[Start]
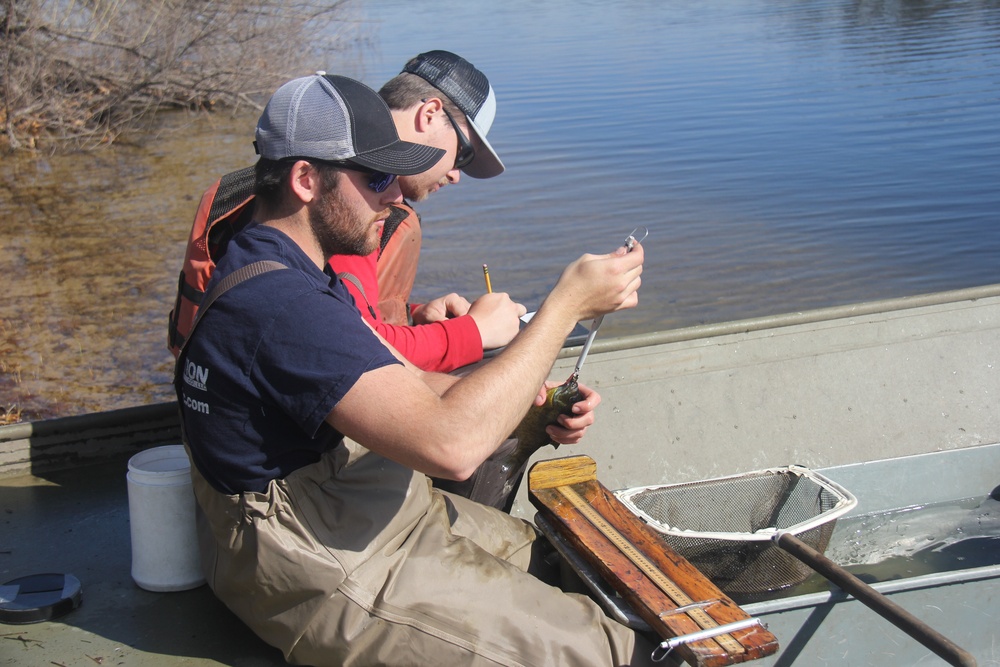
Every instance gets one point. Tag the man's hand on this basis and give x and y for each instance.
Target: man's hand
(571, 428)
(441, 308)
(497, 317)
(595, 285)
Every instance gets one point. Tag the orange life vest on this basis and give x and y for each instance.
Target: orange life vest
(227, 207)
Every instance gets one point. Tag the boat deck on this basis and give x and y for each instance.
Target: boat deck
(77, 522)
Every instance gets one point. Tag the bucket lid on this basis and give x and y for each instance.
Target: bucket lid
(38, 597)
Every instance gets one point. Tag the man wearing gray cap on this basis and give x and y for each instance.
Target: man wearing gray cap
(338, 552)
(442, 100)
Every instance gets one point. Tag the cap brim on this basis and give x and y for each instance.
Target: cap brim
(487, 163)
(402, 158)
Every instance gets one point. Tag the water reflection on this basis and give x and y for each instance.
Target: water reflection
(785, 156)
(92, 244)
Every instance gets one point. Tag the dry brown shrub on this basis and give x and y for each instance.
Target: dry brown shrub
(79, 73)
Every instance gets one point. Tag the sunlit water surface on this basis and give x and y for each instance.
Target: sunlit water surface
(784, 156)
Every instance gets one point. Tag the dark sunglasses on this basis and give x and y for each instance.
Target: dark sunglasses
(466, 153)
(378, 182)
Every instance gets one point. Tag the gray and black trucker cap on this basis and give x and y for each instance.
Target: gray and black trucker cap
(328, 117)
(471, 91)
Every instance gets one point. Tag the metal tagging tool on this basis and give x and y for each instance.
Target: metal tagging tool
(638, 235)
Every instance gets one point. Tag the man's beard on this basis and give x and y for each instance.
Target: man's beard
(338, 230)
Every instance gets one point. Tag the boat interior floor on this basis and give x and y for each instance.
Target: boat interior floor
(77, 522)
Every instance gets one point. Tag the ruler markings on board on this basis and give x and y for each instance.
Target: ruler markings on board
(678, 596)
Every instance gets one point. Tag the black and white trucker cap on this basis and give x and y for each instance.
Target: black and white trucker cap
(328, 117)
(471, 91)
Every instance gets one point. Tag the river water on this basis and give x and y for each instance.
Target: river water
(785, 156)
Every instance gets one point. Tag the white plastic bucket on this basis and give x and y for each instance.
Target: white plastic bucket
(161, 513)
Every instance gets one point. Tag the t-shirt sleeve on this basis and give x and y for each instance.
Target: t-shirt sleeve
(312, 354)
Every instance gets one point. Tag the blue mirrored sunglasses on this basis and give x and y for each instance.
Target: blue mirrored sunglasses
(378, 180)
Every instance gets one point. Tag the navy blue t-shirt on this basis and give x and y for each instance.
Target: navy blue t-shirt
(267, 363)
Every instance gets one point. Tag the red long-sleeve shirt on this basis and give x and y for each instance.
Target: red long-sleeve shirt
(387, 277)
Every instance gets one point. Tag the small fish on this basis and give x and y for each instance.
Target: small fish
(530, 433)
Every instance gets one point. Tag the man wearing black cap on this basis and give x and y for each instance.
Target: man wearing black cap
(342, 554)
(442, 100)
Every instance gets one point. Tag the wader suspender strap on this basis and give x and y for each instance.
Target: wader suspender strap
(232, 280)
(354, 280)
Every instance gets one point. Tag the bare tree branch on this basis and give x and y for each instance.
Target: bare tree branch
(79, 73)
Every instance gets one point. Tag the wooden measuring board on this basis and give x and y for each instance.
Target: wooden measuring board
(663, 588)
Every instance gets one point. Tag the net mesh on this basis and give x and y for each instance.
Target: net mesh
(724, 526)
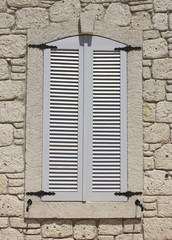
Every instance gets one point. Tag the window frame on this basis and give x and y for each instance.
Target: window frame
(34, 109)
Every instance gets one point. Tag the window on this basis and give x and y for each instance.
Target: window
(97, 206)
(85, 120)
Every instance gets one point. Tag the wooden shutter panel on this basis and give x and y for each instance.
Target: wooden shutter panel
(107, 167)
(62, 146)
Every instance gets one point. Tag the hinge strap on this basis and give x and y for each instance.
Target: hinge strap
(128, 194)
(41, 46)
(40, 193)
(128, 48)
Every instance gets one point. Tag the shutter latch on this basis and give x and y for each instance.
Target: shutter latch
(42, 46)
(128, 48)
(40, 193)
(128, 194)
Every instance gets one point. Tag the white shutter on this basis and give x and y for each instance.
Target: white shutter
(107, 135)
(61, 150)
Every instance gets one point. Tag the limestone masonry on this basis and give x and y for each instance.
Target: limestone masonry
[End]
Set problem: Recast the records, from the line containing "Every instance gets one point. Tag the hinge" through the end of the records, both included, as a Markdown table with a Number column holding a running row count and a Text column holding each line, leaving out blank lines.

Response to the task:
| Number | Text |
|---|---|
| 1 | Every instance gets one point. Tag the hinge strap on this basis and give x and y for each instance. |
| 2 | Target: hinge strap |
| 3 | (128, 194) |
| 4 | (41, 46) |
| 5 | (40, 193) |
| 6 | (128, 48) |
| 7 | Every instance gets one point. Tag the shutter latch on this basis and give x and y for each instance. |
| 8 | Target: shutter latch |
| 9 | (42, 46) |
| 10 | (128, 48) |
| 11 | (40, 193) |
| 12 | (128, 194) |
| 13 | Every instance gets one point. Tag the white shutter on this basis and give x and y for each instance. |
| 14 | Target: white shutter |
| 15 | (107, 135) |
| 16 | (61, 150) |
| 17 | Every instance gets one point. Tag the limestone masonry on this basis and give x and y for each instance. |
| 18 | Target: limestone masonry |